Requirements
Reproduce the stretch of the records from the line containing "the white van." through the end of the records, including both of those lines, with no change to any character.

Point annotation dataset records
<<<<

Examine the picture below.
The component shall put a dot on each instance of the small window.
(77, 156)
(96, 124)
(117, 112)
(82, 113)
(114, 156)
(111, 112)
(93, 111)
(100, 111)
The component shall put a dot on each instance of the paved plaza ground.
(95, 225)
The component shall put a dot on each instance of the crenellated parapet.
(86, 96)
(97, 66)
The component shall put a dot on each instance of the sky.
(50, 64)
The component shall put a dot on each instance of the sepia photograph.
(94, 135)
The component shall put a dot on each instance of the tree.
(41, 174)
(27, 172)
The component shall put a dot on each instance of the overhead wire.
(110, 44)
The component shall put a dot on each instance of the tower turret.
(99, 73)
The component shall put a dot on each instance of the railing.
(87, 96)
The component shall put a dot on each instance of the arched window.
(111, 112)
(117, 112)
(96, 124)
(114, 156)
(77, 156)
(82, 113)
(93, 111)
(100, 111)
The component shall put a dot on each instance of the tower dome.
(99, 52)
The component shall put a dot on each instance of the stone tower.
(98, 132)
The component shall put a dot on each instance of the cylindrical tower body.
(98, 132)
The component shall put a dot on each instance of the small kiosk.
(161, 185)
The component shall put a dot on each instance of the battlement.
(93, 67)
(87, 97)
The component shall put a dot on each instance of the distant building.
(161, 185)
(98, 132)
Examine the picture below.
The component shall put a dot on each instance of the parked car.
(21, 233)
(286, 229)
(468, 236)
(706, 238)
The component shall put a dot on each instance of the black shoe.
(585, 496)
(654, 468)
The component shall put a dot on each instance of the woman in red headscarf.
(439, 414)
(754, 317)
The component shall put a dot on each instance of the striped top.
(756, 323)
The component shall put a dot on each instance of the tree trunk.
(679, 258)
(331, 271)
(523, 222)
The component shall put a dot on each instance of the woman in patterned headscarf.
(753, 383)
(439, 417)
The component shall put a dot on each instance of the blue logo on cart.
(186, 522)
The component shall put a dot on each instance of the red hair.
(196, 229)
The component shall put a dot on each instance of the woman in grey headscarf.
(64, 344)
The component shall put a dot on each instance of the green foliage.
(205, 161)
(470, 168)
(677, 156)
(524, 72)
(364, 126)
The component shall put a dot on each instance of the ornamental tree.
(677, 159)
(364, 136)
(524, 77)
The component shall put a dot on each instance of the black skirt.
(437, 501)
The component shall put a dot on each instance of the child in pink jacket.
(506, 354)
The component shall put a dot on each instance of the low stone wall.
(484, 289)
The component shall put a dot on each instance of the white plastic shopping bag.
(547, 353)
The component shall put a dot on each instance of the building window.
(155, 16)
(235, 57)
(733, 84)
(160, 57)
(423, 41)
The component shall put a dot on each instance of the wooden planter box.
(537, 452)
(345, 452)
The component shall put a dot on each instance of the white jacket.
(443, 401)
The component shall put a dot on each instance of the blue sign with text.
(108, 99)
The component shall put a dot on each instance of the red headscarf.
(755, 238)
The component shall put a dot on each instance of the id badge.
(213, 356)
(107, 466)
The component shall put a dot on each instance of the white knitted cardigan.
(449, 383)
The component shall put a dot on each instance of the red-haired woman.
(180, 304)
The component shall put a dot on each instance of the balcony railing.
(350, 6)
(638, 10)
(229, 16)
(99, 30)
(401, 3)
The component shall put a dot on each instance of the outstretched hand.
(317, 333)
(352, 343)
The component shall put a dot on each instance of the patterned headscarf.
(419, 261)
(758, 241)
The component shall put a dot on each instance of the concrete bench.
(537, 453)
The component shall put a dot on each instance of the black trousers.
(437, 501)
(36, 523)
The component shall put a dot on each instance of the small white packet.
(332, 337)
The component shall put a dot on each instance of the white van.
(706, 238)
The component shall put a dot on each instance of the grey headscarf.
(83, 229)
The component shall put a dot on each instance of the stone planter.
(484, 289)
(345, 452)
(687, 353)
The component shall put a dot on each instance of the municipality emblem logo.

>>>>

The output
The component shall put a dot on each instance of the white van.
(706, 238)
The component shall put a dot on each instance of the grey headscarf.
(83, 229)
The component shall put a dot on each instance of the stone planter.
(484, 289)
(345, 452)
(687, 353)
The component shall put a dot on each instance of the municipality emblem logo.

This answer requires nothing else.